===== Data shown

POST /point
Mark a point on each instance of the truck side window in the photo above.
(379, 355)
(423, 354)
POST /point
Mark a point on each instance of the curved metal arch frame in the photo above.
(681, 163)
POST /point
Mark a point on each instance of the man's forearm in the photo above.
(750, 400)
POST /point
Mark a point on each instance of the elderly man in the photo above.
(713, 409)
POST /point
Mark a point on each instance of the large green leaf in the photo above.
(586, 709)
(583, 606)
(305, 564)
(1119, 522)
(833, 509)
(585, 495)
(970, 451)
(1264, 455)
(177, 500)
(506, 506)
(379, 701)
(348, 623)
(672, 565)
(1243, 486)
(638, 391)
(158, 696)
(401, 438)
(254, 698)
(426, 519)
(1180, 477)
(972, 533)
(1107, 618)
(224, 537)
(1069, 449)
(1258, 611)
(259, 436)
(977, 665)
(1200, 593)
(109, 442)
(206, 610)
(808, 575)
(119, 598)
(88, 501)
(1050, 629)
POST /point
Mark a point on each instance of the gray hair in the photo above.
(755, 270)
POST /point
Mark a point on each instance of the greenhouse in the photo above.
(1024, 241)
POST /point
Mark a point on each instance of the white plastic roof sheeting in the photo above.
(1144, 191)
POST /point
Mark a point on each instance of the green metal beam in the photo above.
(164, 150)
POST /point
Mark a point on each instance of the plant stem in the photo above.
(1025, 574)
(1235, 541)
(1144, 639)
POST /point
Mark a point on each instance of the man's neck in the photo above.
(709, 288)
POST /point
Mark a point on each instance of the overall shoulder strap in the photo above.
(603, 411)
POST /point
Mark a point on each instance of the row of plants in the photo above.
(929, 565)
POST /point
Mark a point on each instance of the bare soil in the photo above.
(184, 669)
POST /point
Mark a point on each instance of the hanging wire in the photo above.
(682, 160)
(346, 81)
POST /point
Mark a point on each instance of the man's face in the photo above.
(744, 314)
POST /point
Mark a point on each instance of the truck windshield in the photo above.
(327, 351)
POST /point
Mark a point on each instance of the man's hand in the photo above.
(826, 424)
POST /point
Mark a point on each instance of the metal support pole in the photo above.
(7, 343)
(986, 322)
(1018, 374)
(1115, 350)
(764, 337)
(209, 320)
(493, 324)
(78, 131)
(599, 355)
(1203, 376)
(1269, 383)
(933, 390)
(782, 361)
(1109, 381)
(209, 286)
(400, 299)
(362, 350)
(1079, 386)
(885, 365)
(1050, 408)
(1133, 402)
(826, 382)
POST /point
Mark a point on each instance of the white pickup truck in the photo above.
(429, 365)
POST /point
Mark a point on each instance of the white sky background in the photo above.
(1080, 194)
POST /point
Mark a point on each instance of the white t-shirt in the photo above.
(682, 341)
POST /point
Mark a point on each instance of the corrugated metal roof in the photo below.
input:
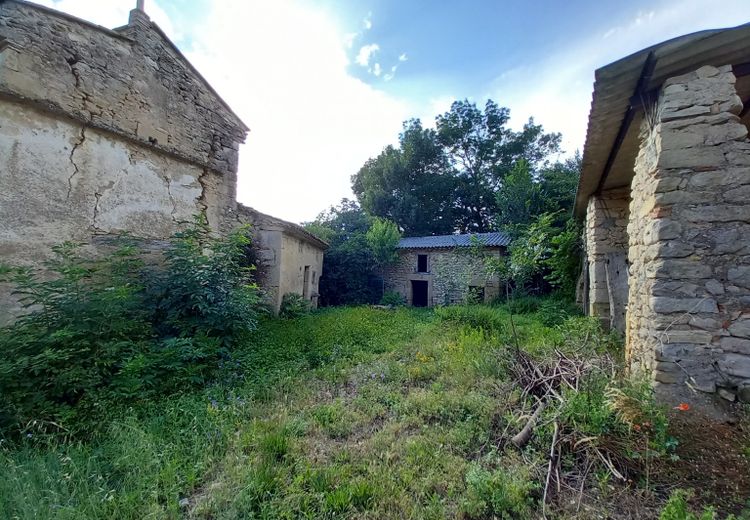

==========

**Your objective**: Without the pictures, transcribe exactly the lines above from the one containing "Mark a point on each instance of the white sky" through the last.

**Answer section**:
Mark a point on each instance of the white sky background in the photo above.
(1080, 194)
POST /point
Mark a point on each instance of the white t-shirt in the photo above.
(682, 341)
POST /point
Mark a point on each instance of the corrugated metal roof in the photo below.
input:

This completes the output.